Users of this page may also wish to consult a brief Chinese Philosophical Terms and Guide to Chinese Philosophers.

The word "canon" (from Latin canōn, "rule") normally refers to religious works that have been acknowledged to be "legitimate" and "authentic" in a certain religious tradition. For example, in Christianity, what is and is not in the Christian Bible is something that has been determined by church councils over the centuries, although not all branches of Christianity have necessarily made quite the same decisions.

The three Chinese traditions said to have canons are, of course, Confucianism, Daoism, and Buddhism. However the three canons are quite differently conceived. This web page provides an overview. For each canon there is a linked web page with further detail. Users of this page may also wish to consult an annotated table of Chinese Philosophical Terms. A very small, non-religious fourth canon, which I have called the "Military Canon," is conveniently listed at the end.
* * * * * * *
- Exercise task 1 -
Copy out the passage on the Chinese canons above word for word.

- Given records -
* * * * * * *
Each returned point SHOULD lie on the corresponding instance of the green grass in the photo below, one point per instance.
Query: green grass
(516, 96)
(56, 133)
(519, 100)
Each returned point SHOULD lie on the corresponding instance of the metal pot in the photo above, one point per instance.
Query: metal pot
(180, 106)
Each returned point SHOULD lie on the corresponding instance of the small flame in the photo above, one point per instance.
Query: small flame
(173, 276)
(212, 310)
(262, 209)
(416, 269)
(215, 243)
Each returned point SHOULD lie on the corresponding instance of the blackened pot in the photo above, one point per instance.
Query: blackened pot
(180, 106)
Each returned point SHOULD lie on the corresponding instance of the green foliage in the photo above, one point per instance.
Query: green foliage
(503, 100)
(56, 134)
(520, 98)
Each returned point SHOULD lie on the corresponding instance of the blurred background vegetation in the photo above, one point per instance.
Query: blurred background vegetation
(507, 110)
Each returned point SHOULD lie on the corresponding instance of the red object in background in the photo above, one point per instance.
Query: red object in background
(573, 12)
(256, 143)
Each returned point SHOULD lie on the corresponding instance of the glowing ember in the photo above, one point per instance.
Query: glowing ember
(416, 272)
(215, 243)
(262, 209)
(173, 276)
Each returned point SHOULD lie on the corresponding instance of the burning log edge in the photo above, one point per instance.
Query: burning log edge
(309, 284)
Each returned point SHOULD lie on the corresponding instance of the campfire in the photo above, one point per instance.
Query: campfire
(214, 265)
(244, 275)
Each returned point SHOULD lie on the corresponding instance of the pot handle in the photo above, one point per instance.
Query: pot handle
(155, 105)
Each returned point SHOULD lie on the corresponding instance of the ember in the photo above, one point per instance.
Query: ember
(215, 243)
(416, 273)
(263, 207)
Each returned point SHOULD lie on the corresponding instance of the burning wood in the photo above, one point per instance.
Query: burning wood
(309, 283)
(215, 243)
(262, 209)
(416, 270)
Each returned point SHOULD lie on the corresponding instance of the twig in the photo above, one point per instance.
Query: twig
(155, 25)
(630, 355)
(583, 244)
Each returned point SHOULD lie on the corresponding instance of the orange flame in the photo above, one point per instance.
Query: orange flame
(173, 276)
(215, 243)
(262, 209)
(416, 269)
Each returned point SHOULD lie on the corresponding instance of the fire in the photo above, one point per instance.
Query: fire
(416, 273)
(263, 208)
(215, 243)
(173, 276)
* * * * * * *
- Exercise task 2 -
How many lines in the records contain the string "ember"? Reply with the number alone.

- Written response 1 -
Users of this page may also wish to consult a brief Chinese Philosophical Terms and Guide to Chinese Philosophers.

The word "canon" (from Latin canōn, "rule") normally refers to religious works that have been acknowledged to be "legitimate" and "authentic" in a certain religious tradition. For example, in Christianity, what is and is not in the Christian Bible is something that has been determined by church councils over the centuries, although not all branches of Christianity have necessarily made quite the same decisions.

The three Chinese traditions said to have canons are, of course, Confucianism, Daoism, and Buddhism. However the three canons are quite differently conceived. This web page provides an overview. For each canon there is a linked web page with further detail. Users of this page may also wish to consult an annotated table of Chinese Philosophical Terms. A very small, non-religious fourth canon, which I have called the "Military Canon," is conveniently listed at the end.

- Written response 2 -
4